### Requirement 1
Print the section of the string-insertion problem starting at "Some examples, written" and ending at "abc) was deleted.".
### Requirement 2
Report each line of the entries that contains the word "calculator".

### Page
:::::

1

Problem

I have two strings $base and $succ and want to check whether $succ can be created from $base by inserting arbitrary strings at arbitrary positions.

Some examples, written as isSucc($base, $succ):

  • isSucc("abc", "abcX") is true, since we can insert X at the end of abc.
  • isSucc("abc", "XabYcZ") is true, since we can insert XabYcZ.
  • isSucc("abc", "abX") is false, since c was deleted.
  • isSucc("abc", "cab") is false, since c (the one at the end of abc) was deleted.
  • isSucc("abc", "cabc") is true, since we can insert c at the beginning of abc.
  • isSucc("", "anything") is true, since we just have to insert "anything".

:::::

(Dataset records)
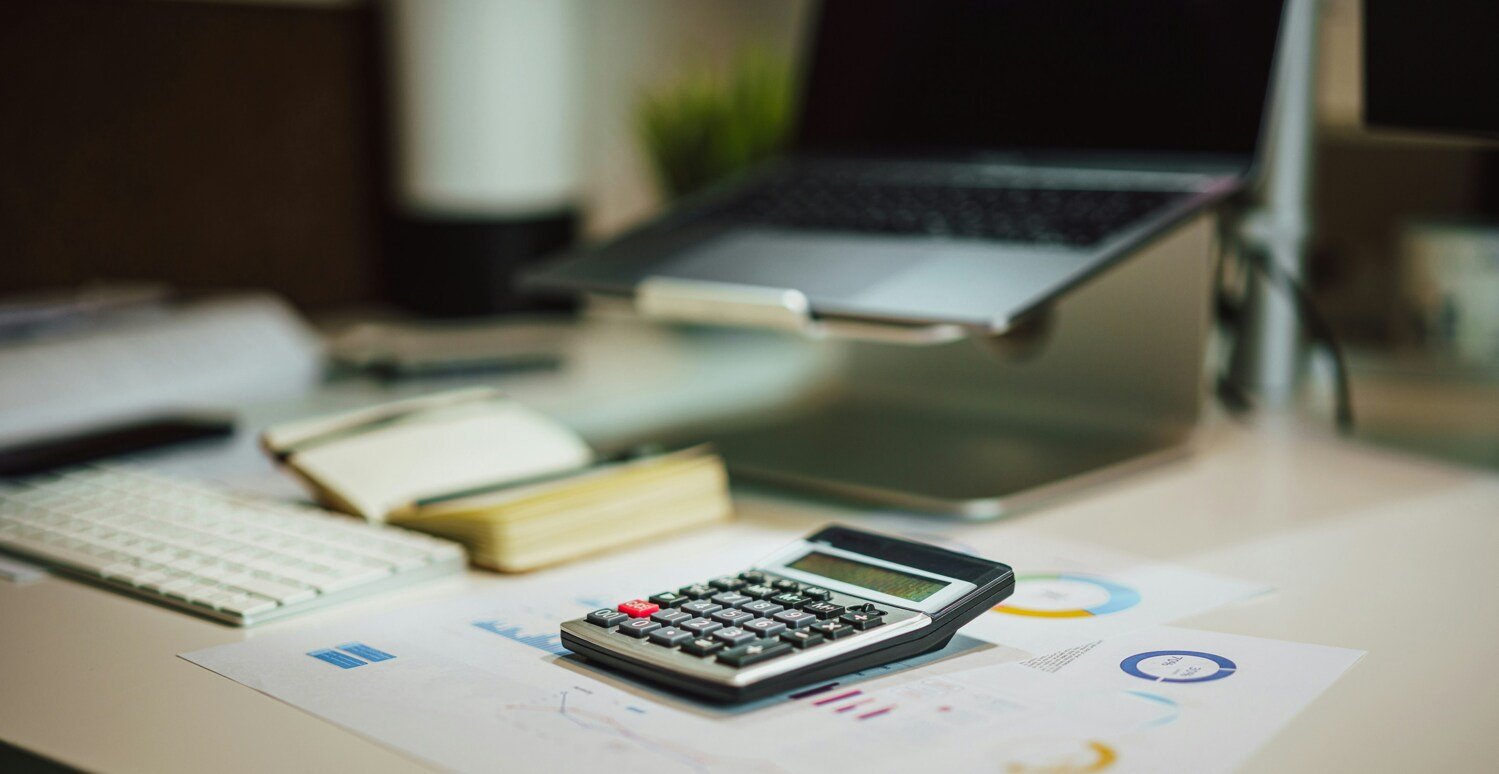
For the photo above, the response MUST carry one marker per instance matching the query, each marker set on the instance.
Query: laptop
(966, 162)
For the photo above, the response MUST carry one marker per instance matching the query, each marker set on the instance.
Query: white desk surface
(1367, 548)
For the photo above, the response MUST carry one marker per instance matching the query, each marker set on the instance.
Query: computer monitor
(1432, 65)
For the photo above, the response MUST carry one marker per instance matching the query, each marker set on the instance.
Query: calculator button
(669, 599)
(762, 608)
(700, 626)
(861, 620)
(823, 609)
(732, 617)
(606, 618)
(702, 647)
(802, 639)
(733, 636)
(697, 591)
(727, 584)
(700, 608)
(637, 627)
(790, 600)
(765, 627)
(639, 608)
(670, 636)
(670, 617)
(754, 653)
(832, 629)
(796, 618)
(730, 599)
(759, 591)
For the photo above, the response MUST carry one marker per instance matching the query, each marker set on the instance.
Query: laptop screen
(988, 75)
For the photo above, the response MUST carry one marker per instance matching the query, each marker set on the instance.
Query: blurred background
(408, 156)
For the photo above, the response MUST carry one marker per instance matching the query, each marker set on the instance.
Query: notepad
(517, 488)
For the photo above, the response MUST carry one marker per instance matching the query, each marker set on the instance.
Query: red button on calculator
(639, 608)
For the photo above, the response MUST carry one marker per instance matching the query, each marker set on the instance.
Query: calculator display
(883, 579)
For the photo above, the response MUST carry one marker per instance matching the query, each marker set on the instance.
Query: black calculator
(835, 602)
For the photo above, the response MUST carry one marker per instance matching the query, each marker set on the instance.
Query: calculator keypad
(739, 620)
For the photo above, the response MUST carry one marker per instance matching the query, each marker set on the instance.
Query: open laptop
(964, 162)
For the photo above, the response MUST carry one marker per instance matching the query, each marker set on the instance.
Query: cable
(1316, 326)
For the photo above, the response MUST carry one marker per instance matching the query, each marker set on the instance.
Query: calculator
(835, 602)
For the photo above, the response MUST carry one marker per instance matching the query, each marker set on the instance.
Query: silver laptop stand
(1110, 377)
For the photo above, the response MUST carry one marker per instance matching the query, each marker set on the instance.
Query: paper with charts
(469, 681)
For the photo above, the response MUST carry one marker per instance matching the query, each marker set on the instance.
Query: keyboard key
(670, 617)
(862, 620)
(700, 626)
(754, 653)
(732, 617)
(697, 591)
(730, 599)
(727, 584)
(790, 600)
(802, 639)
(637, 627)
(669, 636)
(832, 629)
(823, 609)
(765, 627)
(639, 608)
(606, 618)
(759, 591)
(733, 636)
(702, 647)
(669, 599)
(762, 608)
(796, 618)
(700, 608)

:::::

### Task answer 1
Some examples, written as isSucc($base, $succ):

  • isSucc("abc", "abcX") is true, since we can insert X at the end of abc.
  • isSucc("abc", "XabYcZ") is true, since we can insert XabYcZ.
  • isSucc("abc", "abX") is false, since c was deleted.
  • isSucc("abc", "cab") is false, since c (the one at the end of abc) was deleted.

### Task answer 2
Query: calculator button
Query: red button on calculator
Query: calculator display
Query: black calculator
Query: calculator keypad
Query: calculator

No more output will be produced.